*Exercise task*
Reproduce verbatim the material below, from the line containing "If you could indicate the open" up to and including the line containing "point(127, 125)".

● ● ● ● ● ● ●

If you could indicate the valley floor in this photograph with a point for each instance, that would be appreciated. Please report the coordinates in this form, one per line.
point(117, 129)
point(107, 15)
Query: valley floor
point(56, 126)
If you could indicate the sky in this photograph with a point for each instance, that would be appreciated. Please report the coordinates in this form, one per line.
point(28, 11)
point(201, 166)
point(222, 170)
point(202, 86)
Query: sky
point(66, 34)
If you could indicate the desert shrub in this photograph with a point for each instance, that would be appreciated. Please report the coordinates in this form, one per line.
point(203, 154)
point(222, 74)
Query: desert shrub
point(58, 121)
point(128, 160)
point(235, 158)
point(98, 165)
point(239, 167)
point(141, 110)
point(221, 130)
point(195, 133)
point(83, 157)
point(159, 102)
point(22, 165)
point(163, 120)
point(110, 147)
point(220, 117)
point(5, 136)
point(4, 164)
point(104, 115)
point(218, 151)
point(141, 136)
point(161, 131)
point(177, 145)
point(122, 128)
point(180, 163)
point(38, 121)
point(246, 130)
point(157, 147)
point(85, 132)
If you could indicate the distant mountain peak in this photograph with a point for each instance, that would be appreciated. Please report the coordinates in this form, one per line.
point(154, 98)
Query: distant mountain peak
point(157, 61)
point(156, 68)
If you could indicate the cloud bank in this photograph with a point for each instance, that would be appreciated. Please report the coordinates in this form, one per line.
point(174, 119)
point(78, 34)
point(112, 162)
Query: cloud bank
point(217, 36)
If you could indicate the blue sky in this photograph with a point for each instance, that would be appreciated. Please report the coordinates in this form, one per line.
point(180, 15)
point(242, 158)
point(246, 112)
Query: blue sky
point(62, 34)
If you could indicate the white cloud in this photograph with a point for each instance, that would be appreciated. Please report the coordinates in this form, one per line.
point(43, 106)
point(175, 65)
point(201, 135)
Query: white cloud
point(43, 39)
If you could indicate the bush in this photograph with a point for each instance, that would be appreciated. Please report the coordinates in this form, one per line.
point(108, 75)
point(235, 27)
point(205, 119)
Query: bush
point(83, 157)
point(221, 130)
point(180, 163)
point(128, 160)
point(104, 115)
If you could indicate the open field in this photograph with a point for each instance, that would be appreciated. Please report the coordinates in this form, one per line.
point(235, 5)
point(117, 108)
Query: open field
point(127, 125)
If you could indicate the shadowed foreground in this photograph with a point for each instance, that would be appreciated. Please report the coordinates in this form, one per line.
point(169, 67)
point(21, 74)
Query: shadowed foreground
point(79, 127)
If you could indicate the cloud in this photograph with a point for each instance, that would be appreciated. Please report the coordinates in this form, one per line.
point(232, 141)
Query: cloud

● ● ● ● ● ● ●

*Solution*
If you could indicate the open field in this photograph with a point for each instance, that would be appreciated. Please report the coordinates in this form, one per line.
point(235, 5)
point(117, 108)
Query: open field
point(127, 125)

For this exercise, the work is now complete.